• **The task**: Using the records below, copy out exactly the line that contains "on the roll-up" and every line that follows it, up to and including the last, and no others.

____________________

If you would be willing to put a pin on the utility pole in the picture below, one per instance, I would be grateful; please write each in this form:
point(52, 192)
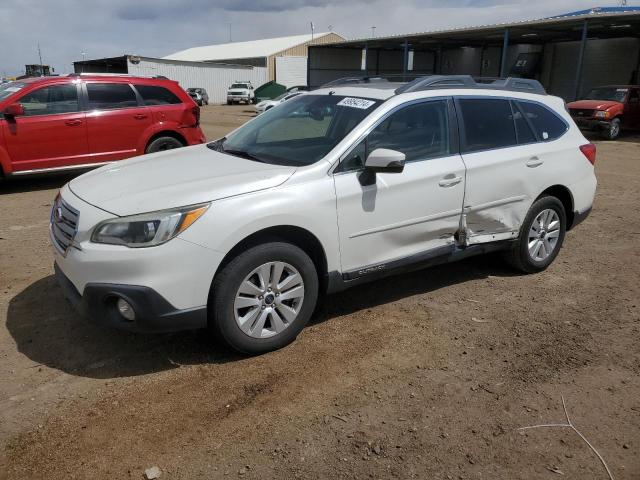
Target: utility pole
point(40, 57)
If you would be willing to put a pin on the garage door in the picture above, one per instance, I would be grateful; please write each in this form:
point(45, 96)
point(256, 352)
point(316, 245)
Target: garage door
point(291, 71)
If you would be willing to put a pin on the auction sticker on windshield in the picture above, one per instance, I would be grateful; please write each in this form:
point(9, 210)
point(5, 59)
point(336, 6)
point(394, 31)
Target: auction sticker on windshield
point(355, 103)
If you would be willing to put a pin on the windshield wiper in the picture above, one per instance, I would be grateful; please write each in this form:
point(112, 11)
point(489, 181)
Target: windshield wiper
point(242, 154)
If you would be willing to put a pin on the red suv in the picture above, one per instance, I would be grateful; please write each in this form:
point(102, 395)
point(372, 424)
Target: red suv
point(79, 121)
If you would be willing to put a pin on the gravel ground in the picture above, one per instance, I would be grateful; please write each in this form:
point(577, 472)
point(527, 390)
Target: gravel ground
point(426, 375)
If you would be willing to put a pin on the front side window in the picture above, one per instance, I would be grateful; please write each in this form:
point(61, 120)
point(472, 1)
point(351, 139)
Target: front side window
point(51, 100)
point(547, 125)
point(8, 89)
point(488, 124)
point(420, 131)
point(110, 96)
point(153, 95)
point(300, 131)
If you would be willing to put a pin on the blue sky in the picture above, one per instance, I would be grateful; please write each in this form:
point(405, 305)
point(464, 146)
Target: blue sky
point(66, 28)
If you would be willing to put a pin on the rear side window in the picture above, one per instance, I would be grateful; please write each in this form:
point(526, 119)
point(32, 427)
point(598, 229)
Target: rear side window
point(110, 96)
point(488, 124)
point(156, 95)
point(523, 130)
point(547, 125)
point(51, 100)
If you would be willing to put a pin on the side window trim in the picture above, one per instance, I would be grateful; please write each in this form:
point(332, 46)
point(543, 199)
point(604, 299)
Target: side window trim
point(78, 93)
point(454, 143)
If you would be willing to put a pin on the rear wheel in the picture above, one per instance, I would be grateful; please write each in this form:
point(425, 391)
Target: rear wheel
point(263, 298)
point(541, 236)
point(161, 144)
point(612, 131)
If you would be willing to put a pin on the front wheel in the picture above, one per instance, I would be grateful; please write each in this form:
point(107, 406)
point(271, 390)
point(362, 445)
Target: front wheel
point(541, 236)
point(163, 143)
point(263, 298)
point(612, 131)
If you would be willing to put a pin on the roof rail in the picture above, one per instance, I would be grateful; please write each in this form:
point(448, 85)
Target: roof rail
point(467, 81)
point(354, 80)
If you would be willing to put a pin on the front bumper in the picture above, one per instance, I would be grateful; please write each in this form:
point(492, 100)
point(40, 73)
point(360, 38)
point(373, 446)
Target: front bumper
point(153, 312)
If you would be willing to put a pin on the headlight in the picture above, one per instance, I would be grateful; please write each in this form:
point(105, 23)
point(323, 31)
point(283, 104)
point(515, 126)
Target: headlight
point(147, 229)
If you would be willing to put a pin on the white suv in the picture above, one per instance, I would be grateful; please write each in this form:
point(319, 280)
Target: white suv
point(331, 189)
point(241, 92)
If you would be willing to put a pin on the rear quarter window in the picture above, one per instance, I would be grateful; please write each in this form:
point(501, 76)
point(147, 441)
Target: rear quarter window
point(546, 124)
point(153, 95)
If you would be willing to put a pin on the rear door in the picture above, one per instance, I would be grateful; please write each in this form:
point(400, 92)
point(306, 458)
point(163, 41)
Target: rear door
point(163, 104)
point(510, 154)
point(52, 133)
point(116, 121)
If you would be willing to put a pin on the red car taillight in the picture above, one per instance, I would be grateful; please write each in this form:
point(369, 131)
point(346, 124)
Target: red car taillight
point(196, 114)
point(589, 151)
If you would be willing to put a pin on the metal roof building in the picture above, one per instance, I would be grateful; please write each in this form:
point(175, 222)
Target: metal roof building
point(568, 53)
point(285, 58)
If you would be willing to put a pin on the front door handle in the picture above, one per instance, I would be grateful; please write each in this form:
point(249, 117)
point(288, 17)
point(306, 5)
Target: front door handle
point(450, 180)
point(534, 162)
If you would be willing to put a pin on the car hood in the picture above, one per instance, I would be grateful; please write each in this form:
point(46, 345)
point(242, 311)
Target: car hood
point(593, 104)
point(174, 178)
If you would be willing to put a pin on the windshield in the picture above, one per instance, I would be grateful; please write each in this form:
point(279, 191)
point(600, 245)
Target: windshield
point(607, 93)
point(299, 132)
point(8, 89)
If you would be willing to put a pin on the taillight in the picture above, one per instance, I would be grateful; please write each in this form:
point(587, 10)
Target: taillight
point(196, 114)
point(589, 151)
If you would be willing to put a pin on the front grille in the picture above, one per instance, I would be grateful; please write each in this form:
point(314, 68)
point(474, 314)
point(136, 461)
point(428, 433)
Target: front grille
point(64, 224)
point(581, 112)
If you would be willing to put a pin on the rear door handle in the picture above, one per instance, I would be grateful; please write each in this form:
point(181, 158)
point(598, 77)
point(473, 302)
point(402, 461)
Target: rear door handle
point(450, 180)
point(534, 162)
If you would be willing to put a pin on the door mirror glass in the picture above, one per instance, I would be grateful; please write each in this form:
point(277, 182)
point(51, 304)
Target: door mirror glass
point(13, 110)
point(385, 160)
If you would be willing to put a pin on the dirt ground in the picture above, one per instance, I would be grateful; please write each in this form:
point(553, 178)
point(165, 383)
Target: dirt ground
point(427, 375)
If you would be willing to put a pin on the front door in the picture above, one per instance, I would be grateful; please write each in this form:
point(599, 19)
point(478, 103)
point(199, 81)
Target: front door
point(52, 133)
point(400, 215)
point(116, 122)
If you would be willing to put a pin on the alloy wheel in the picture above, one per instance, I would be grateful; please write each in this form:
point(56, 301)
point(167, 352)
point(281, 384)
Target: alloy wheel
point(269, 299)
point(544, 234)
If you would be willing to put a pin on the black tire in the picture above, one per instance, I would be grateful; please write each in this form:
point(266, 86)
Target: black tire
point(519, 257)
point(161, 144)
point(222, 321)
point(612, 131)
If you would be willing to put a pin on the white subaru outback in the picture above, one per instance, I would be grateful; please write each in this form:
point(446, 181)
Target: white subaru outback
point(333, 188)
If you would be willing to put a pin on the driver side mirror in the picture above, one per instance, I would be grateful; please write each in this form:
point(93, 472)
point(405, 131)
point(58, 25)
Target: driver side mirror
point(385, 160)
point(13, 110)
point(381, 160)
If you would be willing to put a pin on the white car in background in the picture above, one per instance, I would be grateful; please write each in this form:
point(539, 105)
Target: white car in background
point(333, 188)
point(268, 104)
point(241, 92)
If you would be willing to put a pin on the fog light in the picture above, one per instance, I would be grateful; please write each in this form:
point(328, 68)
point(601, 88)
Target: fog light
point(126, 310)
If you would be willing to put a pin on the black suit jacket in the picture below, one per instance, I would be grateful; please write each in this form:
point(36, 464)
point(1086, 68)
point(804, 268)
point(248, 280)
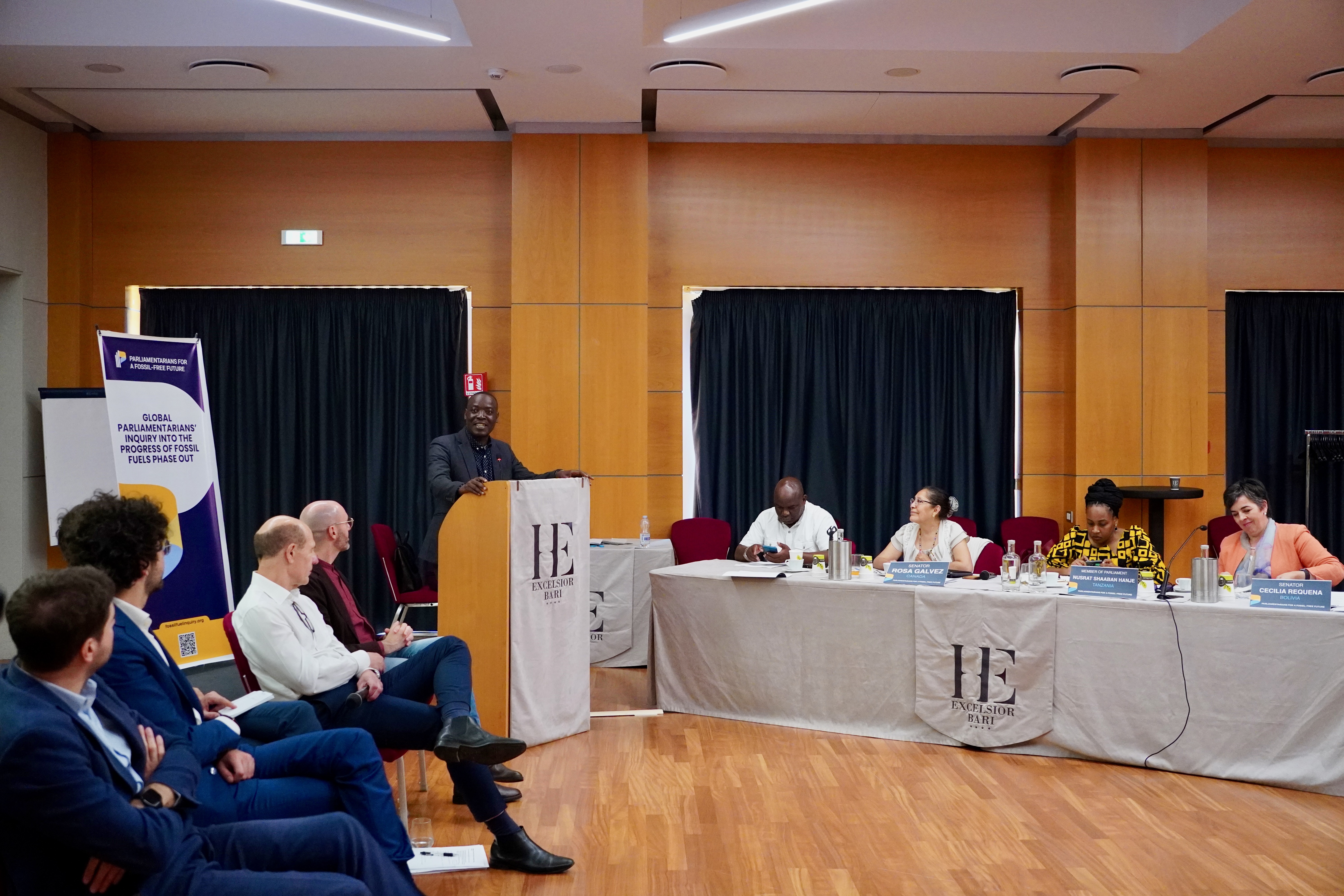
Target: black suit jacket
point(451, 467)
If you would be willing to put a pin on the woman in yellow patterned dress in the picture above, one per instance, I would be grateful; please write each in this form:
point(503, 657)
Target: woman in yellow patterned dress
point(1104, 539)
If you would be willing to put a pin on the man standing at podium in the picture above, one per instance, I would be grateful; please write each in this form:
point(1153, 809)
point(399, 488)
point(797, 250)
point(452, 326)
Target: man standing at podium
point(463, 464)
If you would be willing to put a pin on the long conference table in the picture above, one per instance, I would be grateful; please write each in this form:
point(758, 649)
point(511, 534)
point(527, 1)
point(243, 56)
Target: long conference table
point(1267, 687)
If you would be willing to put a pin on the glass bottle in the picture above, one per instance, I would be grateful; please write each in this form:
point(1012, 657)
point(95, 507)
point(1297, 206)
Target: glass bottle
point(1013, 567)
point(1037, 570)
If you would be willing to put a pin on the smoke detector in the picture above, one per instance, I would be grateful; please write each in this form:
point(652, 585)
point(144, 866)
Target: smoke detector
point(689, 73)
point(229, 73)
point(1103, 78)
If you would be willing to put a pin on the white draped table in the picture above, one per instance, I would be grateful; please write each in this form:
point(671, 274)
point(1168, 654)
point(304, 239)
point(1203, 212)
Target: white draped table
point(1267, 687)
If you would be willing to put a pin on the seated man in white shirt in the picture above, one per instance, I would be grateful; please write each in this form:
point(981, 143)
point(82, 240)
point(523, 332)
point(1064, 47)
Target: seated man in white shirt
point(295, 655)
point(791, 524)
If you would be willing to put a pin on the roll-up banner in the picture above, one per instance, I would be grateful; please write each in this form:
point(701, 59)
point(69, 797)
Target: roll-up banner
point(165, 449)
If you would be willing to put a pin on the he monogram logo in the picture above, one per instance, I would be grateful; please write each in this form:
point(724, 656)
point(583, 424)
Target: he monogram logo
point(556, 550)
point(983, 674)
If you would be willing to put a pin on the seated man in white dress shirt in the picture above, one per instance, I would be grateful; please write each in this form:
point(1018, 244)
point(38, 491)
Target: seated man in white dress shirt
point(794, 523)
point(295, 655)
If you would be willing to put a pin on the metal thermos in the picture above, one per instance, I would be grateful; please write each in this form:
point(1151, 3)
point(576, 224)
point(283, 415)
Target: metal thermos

____________________

• **Result below**:
If you would be willing to put a pin on the roll-up banner in the picture above, one per instance, I would be grateful; please write each in this form:
point(701, 59)
point(69, 797)
Target: roll-up banner
point(165, 449)
If you would be willing to put a pin on the he monogram logo in the picture above, one per instance, I would be grateful; please write each in this form:
point(724, 656)
point(583, 424)
Target: he monogram logo
point(556, 550)
point(983, 674)
If you would be willing to put a pin on the seated man in white dress shirt in the picture above, one per instance, I would be grateful; please write each in this form:
point(1018, 244)
point(38, 491)
Target: seated man in white dress shirt
point(794, 523)
point(295, 655)
If you would be willing to put a pin on the metal thermos in the picture above, one per instance, I would be grateful; please write each in this form:
point(1151, 3)
point(576, 224)
point(283, 415)
Target: metal thermos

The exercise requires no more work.